Vaccinating the organization with trust in the times of COVID-19
COVID-19 has brought with it a disruption of the non-digital kind. By sheer co-incidence (prescience?), a team of disaster response and military experts conducted a two-day war-game simulation at Johns Hopkins University late last year. It was called Urban Outbreak 2019.1 The results of the simulation showed we were not prepared for a pandemic. Most players, the report on the simulation concluded, struggled with “ambiguity”. For HR professionals, this holds a major clue to what is coming their way: As keepers of the culture of their organizations, and guardians of the well-being of employees, they will have to experiment with solutions instead of relying on hard data. In other words, they will have to live with ambiguity and uncertainty and yet learn to adapt, use an intuitive compass to connect the dots and use tech to be nimble.
——————
• **What to do**:
- 1) In the passage on organizational trust during COVID-19, why will HR professionals have to experiment with solutions instead of relying on hard data? Answer in one to three sentences.
- 2) Please rewrite the paragraph of the passage on organizational trust during COVID-19 that begins "COVID-19 has brought with it" as a shorter list, keeping its main facts.
——————
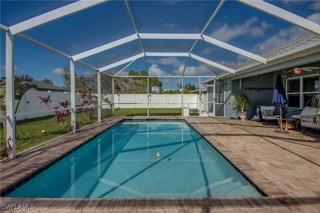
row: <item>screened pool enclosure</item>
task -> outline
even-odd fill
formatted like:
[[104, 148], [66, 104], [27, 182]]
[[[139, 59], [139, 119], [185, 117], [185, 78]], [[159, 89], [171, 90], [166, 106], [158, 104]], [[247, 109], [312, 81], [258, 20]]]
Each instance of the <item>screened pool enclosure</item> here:
[[[146, 116], [158, 115], [156, 108], [224, 116], [232, 102], [228, 78], [285, 56], [264, 56], [270, 49], [308, 33], [320, 35], [314, 9], [280, 1], [0, 3], [1, 118], [12, 158], [19, 118], [66, 111], [75, 132], [81, 111], [90, 112], [94, 123], [128, 108], [144, 109]], [[66, 90], [38, 86], [17, 99], [15, 79], [22, 75]], [[56, 106], [66, 100], [66, 107]]]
——————
• **Answers for this exercise**:
- 1) The simulation report found that most players struggled with "ambiguity," and the passage calls this a major clue to what HR professionals face. As keepers of their organizations' culture and guardians of employee well-being, they will have to live with ambiguity and uncertainty. So they will have to experiment with solutions rather than rely on hard data.

- 2)
- COVID-19 has caused a non-digital kind of disruption.
- Late last year, disaster response and military experts ran Urban Outbreak 2019, a two-day war-game simulation at Johns Hopkins University.
- The results showed that we were not prepared for a pandemic, and most players struggled with "ambiguity."
- HR professionals keep their organizations' culture and guard employee well-being. They will have to experiment with solutions instead of relying on hard data.
- They will have to live with ambiguity and uncertainty, adapt, use an intuitive compass to connect the dots, and use tech to be nimble.